• Written request: Give back only the lines from the one with "tag: white facade" through the last line of the data, exactly as they appear.

━━━ Exercise data ━━━

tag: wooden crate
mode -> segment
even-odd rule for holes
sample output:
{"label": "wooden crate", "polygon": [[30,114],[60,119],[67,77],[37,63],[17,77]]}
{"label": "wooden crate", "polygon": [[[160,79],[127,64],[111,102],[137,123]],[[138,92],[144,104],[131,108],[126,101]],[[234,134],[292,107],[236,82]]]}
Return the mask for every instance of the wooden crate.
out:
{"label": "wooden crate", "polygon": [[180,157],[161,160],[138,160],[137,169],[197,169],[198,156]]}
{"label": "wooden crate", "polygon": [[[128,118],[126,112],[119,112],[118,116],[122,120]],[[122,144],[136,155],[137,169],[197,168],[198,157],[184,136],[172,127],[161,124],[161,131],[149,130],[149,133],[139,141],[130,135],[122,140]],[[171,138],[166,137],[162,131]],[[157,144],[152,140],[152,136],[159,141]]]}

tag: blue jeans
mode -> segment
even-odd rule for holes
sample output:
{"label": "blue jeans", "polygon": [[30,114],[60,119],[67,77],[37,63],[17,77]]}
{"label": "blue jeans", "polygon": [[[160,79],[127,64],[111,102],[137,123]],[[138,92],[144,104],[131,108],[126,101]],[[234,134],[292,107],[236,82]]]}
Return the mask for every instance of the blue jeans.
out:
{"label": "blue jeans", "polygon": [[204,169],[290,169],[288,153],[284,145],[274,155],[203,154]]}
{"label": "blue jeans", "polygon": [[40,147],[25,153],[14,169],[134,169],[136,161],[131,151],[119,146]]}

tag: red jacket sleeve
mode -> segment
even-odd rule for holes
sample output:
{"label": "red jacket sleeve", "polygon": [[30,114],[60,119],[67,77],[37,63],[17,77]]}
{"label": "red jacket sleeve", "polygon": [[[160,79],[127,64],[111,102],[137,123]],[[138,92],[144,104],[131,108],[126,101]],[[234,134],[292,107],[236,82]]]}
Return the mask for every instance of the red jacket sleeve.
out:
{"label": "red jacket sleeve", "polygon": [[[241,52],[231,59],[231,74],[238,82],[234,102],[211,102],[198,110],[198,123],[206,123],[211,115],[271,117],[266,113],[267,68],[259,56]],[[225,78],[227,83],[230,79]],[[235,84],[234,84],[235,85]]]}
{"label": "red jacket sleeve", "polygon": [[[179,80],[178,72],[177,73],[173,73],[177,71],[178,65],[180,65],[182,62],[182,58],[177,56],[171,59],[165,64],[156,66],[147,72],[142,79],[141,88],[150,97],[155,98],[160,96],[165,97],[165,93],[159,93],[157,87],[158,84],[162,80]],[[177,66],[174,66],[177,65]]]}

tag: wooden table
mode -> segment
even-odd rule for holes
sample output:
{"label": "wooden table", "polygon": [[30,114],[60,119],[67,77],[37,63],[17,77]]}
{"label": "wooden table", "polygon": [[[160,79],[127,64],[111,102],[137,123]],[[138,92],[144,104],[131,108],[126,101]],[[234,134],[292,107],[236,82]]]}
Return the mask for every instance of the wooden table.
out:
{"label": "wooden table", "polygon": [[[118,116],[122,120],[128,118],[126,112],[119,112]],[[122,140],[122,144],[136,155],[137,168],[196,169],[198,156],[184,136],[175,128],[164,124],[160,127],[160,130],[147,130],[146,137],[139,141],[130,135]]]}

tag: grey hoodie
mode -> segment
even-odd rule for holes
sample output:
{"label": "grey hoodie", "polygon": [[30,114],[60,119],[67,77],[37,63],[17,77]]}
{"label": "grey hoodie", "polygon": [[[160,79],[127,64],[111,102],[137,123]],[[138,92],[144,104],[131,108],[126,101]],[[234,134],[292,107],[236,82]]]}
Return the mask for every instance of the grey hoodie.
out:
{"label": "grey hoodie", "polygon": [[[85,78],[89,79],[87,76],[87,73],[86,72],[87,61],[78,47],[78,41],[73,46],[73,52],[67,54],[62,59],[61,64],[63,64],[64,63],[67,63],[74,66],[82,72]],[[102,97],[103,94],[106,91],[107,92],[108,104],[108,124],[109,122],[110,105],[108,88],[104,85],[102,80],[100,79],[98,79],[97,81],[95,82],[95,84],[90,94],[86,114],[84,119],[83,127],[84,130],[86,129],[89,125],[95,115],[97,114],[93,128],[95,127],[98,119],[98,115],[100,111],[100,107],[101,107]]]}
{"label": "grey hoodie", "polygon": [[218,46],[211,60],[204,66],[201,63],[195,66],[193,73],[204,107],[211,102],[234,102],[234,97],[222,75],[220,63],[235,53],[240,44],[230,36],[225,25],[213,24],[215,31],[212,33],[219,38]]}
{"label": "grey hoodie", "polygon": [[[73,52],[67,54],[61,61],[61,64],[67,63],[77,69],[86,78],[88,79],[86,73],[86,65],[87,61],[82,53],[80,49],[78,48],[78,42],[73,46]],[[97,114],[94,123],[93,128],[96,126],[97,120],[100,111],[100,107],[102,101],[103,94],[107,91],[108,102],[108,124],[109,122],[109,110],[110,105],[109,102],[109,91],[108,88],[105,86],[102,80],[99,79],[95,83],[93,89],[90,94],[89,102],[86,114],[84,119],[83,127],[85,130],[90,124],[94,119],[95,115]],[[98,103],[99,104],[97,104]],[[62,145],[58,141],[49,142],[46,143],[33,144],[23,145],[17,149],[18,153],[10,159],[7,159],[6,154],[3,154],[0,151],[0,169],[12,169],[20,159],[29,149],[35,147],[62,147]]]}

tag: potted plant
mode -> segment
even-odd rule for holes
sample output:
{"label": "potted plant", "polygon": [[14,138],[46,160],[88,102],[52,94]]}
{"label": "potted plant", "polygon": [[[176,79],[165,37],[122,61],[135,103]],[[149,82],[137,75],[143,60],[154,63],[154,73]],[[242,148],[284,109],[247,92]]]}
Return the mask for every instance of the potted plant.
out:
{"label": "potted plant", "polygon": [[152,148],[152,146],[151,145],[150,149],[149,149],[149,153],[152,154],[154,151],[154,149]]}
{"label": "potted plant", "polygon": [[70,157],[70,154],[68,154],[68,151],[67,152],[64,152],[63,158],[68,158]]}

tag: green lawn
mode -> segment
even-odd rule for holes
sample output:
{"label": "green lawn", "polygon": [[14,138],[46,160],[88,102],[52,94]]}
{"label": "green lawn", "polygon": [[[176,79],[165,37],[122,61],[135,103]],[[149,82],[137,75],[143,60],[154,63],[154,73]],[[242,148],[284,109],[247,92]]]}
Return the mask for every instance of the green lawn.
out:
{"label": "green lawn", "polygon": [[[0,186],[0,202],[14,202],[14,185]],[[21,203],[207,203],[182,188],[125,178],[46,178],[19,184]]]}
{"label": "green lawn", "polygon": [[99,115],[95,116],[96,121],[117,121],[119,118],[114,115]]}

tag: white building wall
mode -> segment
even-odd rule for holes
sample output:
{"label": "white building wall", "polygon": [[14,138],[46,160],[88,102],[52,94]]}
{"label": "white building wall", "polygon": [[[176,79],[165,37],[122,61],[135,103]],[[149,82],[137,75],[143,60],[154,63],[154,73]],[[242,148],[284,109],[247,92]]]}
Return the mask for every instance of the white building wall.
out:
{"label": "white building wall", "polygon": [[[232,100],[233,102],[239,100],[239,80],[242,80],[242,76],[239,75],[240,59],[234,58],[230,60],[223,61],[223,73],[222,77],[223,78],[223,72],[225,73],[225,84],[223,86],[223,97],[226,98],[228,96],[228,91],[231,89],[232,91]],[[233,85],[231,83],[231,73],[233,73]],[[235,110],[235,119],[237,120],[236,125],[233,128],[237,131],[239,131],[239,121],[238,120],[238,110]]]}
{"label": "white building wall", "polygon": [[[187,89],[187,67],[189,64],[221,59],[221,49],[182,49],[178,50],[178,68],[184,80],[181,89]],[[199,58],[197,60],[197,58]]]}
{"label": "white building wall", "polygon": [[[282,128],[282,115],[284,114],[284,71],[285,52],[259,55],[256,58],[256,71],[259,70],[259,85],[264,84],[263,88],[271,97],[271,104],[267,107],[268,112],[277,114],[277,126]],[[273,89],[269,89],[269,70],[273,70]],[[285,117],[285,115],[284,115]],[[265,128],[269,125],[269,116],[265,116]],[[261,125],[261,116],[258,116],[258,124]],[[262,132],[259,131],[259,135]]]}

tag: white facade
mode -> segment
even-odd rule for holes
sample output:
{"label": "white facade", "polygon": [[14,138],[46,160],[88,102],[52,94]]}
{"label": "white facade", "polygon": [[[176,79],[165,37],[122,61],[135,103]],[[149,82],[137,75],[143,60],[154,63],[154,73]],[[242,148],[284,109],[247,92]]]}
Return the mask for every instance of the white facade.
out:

━━━

• Expected answer:
tag: white facade
mode -> segment
even-odd rule for holes
sample output:
{"label": "white facade", "polygon": [[14,138],[46,160],[88,102],[52,94]]}
{"label": "white facade", "polygon": [[[176,79],[165,37],[122,61],[135,103]],[[149,82],[137,75],[143,60],[154,63],[154,73]],[[242,148],[284,109],[247,92]]]}
Return the mask for every instance of the white facade.
out:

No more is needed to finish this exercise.